### Your assignment
What is the number of lines in the data that contain "matching"? Nothing besides that number, please.

==================================================

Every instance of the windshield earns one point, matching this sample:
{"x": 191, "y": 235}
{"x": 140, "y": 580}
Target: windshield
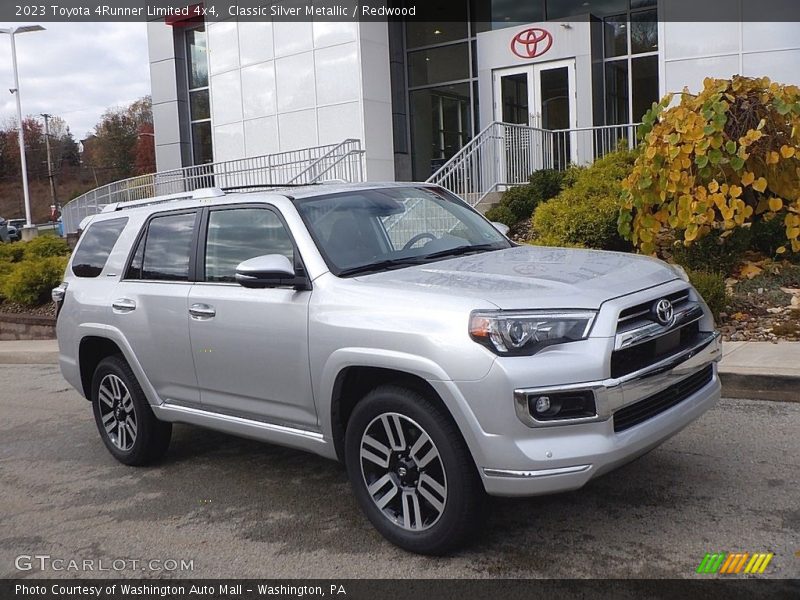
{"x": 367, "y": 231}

==================================================

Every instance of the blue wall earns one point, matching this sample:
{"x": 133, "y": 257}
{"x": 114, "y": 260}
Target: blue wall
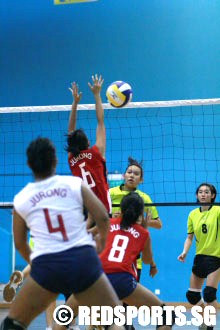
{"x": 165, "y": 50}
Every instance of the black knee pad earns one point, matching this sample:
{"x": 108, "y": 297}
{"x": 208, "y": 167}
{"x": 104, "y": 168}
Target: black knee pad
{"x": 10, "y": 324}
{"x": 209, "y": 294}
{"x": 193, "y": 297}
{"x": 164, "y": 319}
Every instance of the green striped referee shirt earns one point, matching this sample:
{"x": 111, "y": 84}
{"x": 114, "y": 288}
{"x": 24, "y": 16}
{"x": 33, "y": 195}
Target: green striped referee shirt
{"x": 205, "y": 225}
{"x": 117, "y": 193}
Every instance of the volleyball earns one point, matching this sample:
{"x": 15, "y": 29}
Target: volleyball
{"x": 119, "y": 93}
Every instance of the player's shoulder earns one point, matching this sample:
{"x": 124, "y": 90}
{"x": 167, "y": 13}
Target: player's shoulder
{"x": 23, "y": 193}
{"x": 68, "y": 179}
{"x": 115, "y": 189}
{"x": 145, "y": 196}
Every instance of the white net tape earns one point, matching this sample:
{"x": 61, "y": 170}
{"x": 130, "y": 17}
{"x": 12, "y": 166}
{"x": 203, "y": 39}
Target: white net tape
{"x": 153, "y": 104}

==================================================

### The completed task
7